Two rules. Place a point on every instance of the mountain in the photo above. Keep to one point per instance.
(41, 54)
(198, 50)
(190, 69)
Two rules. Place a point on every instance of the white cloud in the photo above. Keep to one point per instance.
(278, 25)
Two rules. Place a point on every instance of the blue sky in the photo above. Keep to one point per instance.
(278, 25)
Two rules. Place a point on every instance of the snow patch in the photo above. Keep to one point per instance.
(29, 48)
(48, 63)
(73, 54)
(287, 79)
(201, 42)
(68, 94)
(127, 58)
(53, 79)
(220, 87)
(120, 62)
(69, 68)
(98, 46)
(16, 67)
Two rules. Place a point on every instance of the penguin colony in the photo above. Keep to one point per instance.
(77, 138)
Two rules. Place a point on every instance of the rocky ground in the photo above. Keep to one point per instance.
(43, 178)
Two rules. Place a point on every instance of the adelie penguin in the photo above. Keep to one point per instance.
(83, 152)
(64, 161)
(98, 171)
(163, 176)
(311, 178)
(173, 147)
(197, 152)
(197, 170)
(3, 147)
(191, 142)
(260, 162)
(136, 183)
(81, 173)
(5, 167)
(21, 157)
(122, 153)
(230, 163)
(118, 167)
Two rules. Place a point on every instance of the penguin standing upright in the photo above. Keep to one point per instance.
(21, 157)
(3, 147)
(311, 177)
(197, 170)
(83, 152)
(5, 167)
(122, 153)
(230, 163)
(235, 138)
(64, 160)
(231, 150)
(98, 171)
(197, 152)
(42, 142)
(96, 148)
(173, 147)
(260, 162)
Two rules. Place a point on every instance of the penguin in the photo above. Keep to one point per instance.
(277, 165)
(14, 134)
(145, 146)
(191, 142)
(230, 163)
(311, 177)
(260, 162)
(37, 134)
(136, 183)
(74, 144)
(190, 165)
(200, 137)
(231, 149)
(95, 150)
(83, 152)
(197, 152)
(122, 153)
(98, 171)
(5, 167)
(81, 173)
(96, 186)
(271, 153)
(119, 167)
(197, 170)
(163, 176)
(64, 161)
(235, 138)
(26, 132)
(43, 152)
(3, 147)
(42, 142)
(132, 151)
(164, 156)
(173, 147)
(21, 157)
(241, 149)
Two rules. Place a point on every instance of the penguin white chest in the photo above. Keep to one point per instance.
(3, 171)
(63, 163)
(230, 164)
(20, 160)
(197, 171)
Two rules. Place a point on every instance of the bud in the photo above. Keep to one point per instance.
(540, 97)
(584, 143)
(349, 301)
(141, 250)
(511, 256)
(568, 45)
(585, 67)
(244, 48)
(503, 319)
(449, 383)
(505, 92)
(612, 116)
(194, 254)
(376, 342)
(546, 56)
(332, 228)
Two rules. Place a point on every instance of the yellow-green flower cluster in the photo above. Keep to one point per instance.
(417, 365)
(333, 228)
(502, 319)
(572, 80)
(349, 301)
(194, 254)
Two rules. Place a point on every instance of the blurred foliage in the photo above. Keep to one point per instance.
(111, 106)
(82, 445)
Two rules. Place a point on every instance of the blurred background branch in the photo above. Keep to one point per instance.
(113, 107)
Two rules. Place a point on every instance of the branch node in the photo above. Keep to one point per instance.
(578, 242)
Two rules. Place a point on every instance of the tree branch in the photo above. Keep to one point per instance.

> [Task statement]: Output all of the material exactly.

> [Answer section]:
Two rules. Place a point on every instance of the mountain in the photo above. Keep to one point per instance.
(41, 54)
(198, 50)
(190, 69)
Two rules. Place a point on every instance of the white cloud in the photo above. Keep to one point per instance.
(278, 25)
Two rules. Place a point on every instance of the blue sky in the photo above. Keep to one point per instance.
(278, 25)
Two rules. Place a point on every instance of the snow patch in the photo above. Keep to one point per instance.
(29, 48)
(48, 63)
(73, 54)
(287, 79)
(201, 42)
(68, 94)
(127, 58)
(53, 79)
(220, 87)
(120, 62)
(69, 68)
(98, 46)
(16, 67)
Two rules. Place a point on every instance of the penguin colony in the photo above. Keep to one point per instance.
(77, 138)
Two rules. Place a point on every instance of the rocky ground in the photo above. Keep to one point per instance.
(43, 178)
Two rules. Place a point on every instance of the adelie penguin in the photo above. Keep to one point per instance.
(83, 152)
(64, 161)
(98, 171)
(163, 176)
(311, 178)
(173, 147)
(197, 152)
(197, 170)
(3, 147)
(191, 142)
(260, 162)
(136, 183)
(81, 173)
(5, 167)
(21, 157)
(122, 153)
(230, 163)
(118, 167)
Two rules. Place a point on every instance of the penguin standing upright in the photo above. Keep to one point per instance.
(21, 157)
(3, 147)
(311, 177)
(197, 170)
(83, 152)
(5, 167)
(122, 153)
(230, 163)
(235, 138)
(64, 160)
(231, 150)
(98, 171)
(197, 152)
(42, 142)
(96, 148)
(173, 147)
(260, 162)
Two rules. Place a point on every instance of the penguin in the photo above. Keep to one point per instance.
(277, 165)
(14, 134)
(145, 146)
(191, 142)
(230, 163)
(311, 177)
(260, 162)
(37, 134)
(136, 183)
(74, 144)
(190, 165)
(200, 137)
(231, 149)
(95, 150)
(83, 152)
(197, 152)
(122, 153)
(98, 171)
(5, 167)
(81, 173)
(96, 186)
(271, 153)
(119, 167)
(197, 170)
(163, 176)
(64, 161)
(235, 138)
(26, 132)
(43, 152)
(3, 147)
(42, 142)
(132, 151)
(164, 156)
(173, 147)
(21, 157)
(241, 149)
Two rules. Place a point on every instance of the penguin white chest in the photo above. Keep to one point per instance.
(3, 171)
(63, 163)
(230, 164)
(20, 160)
(197, 171)
Two rules. Place a point on every instance of the bud in the photo above. Keep to one point per instance.
(540, 97)
(584, 143)
(349, 301)
(141, 250)
(511, 256)
(568, 45)
(585, 67)
(244, 48)
(503, 319)
(449, 383)
(505, 92)
(612, 116)
(194, 254)
(376, 342)
(546, 56)
(332, 228)
Two rules. Place a point on every instance of the yellow-green flower cluster in the photo above. Keep to one point per instance.
(417, 365)
(333, 228)
(502, 319)
(572, 80)
(349, 301)
(194, 254)
Two rules. Place a point on every instance of the blurred foliage in the photo above. Keep to one point per instance.
(111, 106)
(82, 445)
Two rules. Place a point on every instance of the blurred background branch in the photo above. Keep to one point per instance.
(113, 107)
Two rules. Place a point on every instance of the branch node in the photo above. Keep to one point per instance.
(578, 242)
Two rules. Place a point on every instance of the tree branch in the photo above. Keep to one point per instance.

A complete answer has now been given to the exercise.